*Data supplied*:
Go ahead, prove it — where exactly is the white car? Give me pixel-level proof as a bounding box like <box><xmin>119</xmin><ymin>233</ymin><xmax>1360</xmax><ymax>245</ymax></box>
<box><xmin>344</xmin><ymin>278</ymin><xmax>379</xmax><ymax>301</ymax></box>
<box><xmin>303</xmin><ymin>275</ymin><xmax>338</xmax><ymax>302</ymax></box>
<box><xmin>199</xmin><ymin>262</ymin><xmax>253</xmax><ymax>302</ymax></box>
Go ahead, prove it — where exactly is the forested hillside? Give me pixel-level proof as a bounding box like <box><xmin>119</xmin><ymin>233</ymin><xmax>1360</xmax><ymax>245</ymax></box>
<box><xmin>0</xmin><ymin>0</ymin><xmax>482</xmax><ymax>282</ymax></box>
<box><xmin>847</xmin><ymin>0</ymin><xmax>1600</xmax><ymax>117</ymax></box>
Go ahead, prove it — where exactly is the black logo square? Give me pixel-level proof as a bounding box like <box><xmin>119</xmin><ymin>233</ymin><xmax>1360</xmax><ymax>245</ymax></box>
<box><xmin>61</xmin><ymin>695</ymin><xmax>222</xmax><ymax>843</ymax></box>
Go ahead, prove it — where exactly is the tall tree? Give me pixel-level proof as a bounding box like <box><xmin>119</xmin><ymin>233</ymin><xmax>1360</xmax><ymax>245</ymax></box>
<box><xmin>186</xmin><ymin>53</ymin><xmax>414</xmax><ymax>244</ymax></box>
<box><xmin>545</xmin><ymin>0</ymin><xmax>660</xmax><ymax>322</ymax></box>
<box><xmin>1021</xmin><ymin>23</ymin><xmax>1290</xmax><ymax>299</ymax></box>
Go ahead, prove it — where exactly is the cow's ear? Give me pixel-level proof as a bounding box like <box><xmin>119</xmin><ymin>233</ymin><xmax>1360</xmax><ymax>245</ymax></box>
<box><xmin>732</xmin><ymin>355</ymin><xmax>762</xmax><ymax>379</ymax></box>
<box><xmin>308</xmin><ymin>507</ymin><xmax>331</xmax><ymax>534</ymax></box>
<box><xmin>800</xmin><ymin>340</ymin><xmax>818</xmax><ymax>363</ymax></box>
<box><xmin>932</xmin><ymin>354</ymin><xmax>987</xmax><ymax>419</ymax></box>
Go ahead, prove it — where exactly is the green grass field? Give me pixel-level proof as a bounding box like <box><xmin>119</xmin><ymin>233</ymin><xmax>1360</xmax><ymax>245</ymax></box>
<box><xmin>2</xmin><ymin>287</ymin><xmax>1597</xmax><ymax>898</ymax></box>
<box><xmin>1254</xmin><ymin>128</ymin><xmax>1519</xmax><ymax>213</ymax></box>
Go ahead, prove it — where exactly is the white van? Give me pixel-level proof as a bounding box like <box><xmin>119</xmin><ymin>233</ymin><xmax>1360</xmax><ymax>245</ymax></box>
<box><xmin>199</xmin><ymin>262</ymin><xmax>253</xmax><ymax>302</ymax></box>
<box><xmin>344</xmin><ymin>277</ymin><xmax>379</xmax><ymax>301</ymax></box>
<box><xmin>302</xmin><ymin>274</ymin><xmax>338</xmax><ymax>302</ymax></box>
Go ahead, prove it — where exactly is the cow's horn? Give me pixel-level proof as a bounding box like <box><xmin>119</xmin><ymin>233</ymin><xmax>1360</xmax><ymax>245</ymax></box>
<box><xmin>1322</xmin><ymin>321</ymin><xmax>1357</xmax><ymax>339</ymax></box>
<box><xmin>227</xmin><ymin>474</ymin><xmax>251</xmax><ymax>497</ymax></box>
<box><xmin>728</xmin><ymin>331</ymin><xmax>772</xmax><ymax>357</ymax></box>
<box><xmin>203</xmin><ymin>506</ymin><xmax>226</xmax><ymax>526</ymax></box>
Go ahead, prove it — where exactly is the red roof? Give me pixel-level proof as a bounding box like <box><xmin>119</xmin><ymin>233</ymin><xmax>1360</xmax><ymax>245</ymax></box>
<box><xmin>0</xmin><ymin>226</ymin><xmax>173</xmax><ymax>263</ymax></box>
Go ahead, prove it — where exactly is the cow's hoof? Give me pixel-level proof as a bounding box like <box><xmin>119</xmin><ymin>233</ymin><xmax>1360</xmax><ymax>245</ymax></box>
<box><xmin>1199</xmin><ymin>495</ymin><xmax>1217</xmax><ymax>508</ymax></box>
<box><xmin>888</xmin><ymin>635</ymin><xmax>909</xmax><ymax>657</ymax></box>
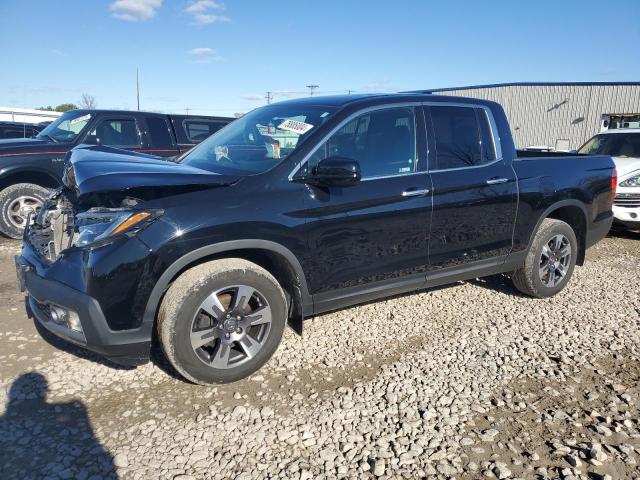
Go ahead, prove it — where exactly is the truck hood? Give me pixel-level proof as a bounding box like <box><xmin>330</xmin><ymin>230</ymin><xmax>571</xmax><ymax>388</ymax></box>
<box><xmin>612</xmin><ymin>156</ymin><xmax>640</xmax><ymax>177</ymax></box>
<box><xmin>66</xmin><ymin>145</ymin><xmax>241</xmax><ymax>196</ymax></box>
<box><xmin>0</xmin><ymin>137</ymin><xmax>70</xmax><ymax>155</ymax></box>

*What is expected*:
Without the pictures, return the records above exactly as given.

*Answer section*:
Go ahead, prove it — where exactly is the white car? Give me pixel-level proof as a bounding box like <box><xmin>119</xmin><ymin>233</ymin><xmax>1360</xmax><ymax>245</ymax></box>
<box><xmin>344</xmin><ymin>278</ymin><xmax>379</xmax><ymax>301</ymax></box>
<box><xmin>303</xmin><ymin>275</ymin><xmax>338</xmax><ymax>302</ymax></box>
<box><xmin>199</xmin><ymin>262</ymin><xmax>253</xmax><ymax>302</ymax></box>
Go ahead, prove it — where exactly is the forested hillside? Give me pixel-level proof as a bounding box like <box><xmin>119</xmin><ymin>233</ymin><xmax>1360</xmax><ymax>245</ymax></box>
<box><xmin>0</xmin><ymin>0</ymin><xmax>482</xmax><ymax>282</ymax></box>
<box><xmin>847</xmin><ymin>0</ymin><xmax>1600</xmax><ymax>117</ymax></box>
Go ahead, prove it — where exactly is the black logo square? Give me pixel-level proof as a bounding box like <box><xmin>119</xmin><ymin>233</ymin><xmax>1360</xmax><ymax>245</ymax></box>
<box><xmin>61</xmin><ymin>695</ymin><xmax>222</xmax><ymax>843</ymax></box>
Go ahead, prove it — where exactly is the tall tree? Give me pixel-level proof as a bounding box like <box><xmin>119</xmin><ymin>233</ymin><xmax>1360</xmax><ymax>245</ymax></box>
<box><xmin>186</xmin><ymin>53</ymin><xmax>414</xmax><ymax>244</ymax></box>
<box><xmin>545</xmin><ymin>0</ymin><xmax>660</xmax><ymax>322</ymax></box>
<box><xmin>1021</xmin><ymin>23</ymin><xmax>1290</xmax><ymax>299</ymax></box>
Go ahead, prove it — where exactly is the cow's ear? Give me pixel-level proof as a bounding box like <box><xmin>119</xmin><ymin>233</ymin><xmax>1360</xmax><ymax>245</ymax></box>
<box><xmin>732</xmin><ymin>355</ymin><xmax>762</xmax><ymax>379</ymax></box>
<box><xmin>308</xmin><ymin>507</ymin><xmax>331</xmax><ymax>534</ymax></box>
<box><xmin>800</xmin><ymin>340</ymin><xmax>818</xmax><ymax>363</ymax></box>
<box><xmin>932</xmin><ymin>354</ymin><xmax>987</xmax><ymax>419</ymax></box>
Go ahead, prove it — where exactly is the green grass field? Give me pixel-level proof as a bounding box like <box><xmin>119</xmin><ymin>233</ymin><xmax>1360</xmax><ymax>245</ymax></box>
<box><xmin>2</xmin><ymin>287</ymin><xmax>1597</xmax><ymax>898</ymax></box>
<box><xmin>1254</xmin><ymin>128</ymin><xmax>1519</xmax><ymax>213</ymax></box>
Go ahead, prove it — where exactly is the white van? Give me pixel-level proof as a bounding box like <box><xmin>119</xmin><ymin>233</ymin><xmax>1360</xmax><ymax>245</ymax></box>
<box><xmin>199</xmin><ymin>262</ymin><xmax>253</xmax><ymax>302</ymax></box>
<box><xmin>344</xmin><ymin>277</ymin><xmax>379</xmax><ymax>301</ymax></box>
<box><xmin>302</xmin><ymin>274</ymin><xmax>338</xmax><ymax>302</ymax></box>
Go ahead, prove it — where exactly is the cow's horn? Give me pixel-level proof as a bounding box like <box><xmin>119</xmin><ymin>233</ymin><xmax>1360</xmax><ymax>245</ymax></box>
<box><xmin>1322</xmin><ymin>321</ymin><xmax>1357</xmax><ymax>339</ymax></box>
<box><xmin>227</xmin><ymin>474</ymin><xmax>251</xmax><ymax>497</ymax></box>
<box><xmin>728</xmin><ymin>331</ymin><xmax>772</xmax><ymax>357</ymax></box>
<box><xmin>203</xmin><ymin>506</ymin><xmax>226</xmax><ymax>526</ymax></box>
Go ahead, prove it — where exactly is the red roof? Give me pixel-level proof as a bounding box like <box><xmin>119</xmin><ymin>233</ymin><xmax>1360</xmax><ymax>245</ymax></box>
<box><xmin>0</xmin><ymin>226</ymin><xmax>173</xmax><ymax>263</ymax></box>
Go ahead, prove it — where exactly is the cow's hoof? Give me pixel-level proof as a bounding box like <box><xmin>119</xmin><ymin>233</ymin><xmax>1360</xmax><ymax>245</ymax></box>
<box><xmin>1199</xmin><ymin>495</ymin><xmax>1217</xmax><ymax>508</ymax></box>
<box><xmin>888</xmin><ymin>635</ymin><xmax>909</xmax><ymax>657</ymax></box>
Go ahead, prove it — where exactly is the truck hood? Give me pixel-level proof as a bounding box like <box><xmin>330</xmin><ymin>230</ymin><xmax>571</xmax><ymax>388</ymax></box>
<box><xmin>612</xmin><ymin>156</ymin><xmax>640</xmax><ymax>177</ymax></box>
<box><xmin>66</xmin><ymin>145</ymin><xmax>241</xmax><ymax>196</ymax></box>
<box><xmin>0</xmin><ymin>137</ymin><xmax>70</xmax><ymax>155</ymax></box>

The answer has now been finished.